▶ _CONSEGNA_
Ricopia fedelmente, senza alcuna modifica, tutto il materiale riportato di seguito.

##############################

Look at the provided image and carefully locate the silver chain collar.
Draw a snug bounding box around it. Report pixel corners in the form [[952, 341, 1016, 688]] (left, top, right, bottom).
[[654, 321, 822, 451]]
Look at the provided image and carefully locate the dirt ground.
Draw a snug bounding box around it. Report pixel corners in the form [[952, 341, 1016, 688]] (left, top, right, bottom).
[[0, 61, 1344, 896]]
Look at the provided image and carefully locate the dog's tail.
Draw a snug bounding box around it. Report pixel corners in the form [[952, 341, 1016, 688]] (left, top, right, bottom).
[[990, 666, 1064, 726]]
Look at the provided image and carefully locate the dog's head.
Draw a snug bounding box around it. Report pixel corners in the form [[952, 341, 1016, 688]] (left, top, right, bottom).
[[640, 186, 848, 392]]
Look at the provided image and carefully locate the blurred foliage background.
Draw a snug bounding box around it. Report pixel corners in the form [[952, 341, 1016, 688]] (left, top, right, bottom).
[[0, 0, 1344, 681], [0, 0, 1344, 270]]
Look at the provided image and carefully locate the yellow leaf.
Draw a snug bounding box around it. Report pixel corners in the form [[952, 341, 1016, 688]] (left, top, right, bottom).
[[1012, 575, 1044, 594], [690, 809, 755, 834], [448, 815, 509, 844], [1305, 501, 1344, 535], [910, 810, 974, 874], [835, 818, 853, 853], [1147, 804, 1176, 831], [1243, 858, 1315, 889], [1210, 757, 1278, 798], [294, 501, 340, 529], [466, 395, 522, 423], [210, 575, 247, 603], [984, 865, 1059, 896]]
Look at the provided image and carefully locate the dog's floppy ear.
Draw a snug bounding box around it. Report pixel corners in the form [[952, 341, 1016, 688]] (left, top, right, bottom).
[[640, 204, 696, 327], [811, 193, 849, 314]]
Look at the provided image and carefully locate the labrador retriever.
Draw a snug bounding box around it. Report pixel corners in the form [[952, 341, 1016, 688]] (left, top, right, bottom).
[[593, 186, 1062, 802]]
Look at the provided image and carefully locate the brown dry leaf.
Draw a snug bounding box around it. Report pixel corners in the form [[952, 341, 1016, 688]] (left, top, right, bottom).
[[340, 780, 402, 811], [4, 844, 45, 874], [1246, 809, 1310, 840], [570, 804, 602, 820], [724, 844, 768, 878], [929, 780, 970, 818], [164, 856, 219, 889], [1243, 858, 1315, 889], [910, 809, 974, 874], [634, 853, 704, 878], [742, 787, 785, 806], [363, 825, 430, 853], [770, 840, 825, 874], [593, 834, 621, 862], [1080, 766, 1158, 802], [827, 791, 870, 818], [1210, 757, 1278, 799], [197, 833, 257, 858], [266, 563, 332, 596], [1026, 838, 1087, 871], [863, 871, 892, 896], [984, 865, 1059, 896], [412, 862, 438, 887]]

##############################

▶ _RISULTATO CORRETTO_
Look at the provided image and carefully locate the silver chain collar.
Draw a snug bounding box around it. Report pixel corners in the form [[952, 341, 1016, 688]] (left, top, right, bottom).
[[654, 321, 822, 451]]
Look at the provided image and carefully locate the dirt ground.
Draw a snug bounding box around it. Report pixel corners in the form [[952, 341, 1016, 688]] (left, top, right, bottom).
[[0, 61, 1344, 896]]
Look at the provided image and carefully locate the dog's tail.
Draw a snug bounding box around it. Report pixel corners in the form [[952, 341, 1016, 688]] (left, top, right, bottom).
[[990, 666, 1064, 726]]
Look at the provided image and carefully locate the dog's head.
Draw a snug bounding box around it. Report pixel corners in the form [[952, 341, 1016, 688]] (left, top, right, bottom).
[[640, 186, 848, 392]]
Look at the provided image and carefully locate the blurred foliage background.
Draw a snug bounding box around it. Report pixel corners in the form [[952, 341, 1016, 688]] (left, top, right, bottom).
[[0, 0, 1344, 681], [0, 0, 1344, 270]]
Look at the provided image and carefully locate the yellow leaf.
Draw a snug bounding box around it. Report pixel corners in the form [[952, 341, 1016, 688]] (left, top, right, bottom).
[[1012, 575, 1044, 594], [690, 809, 755, 834], [448, 815, 509, 844], [1305, 501, 1344, 535], [910, 810, 974, 874], [835, 818, 853, 853], [1147, 804, 1176, 831], [1243, 858, 1315, 889], [1210, 757, 1278, 798], [294, 501, 340, 529], [466, 395, 522, 423], [210, 575, 247, 603], [984, 865, 1059, 896]]
Look at the provided image and carefully locate the dog's floppy ear.
Draw a snug bounding box around it. Report pixel corners in the form [[952, 341, 1016, 688]] (left, top, right, bottom).
[[640, 204, 696, 327], [811, 193, 849, 314]]
Look at the provided image and carefully locate the labrador retriever.
Draw a snug bounding box around it. Report pixel corners in the form [[952, 341, 1016, 688]] (left, top, right, bottom).
[[593, 186, 1062, 802]]
Look at the provided image and carefully locate the brown dry leaf.
Draw a snug bounding box around it. Report pixel corners in the form [[952, 341, 1016, 688]] (left, top, right, bottom).
[[340, 780, 402, 811], [4, 844, 45, 874], [1246, 809, 1310, 840], [570, 804, 602, 820], [724, 844, 768, 878], [929, 780, 970, 818], [164, 856, 219, 889], [1243, 858, 1315, 889], [910, 809, 974, 874], [634, 853, 704, 878], [742, 787, 785, 806], [363, 825, 430, 853], [770, 840, 825, 874], [593, 834, 621, 862], [1080, 766, 1158, 802], [827, 791, 870, 818], [1210, 757, 1278, 799], [197, 833, 257, 858], [266, 563, 332, 596], [1026, 838, 1087, 871], [863, 871, 892, 896], [984, 865, 1059, 896], [412, 862, 438, 887]]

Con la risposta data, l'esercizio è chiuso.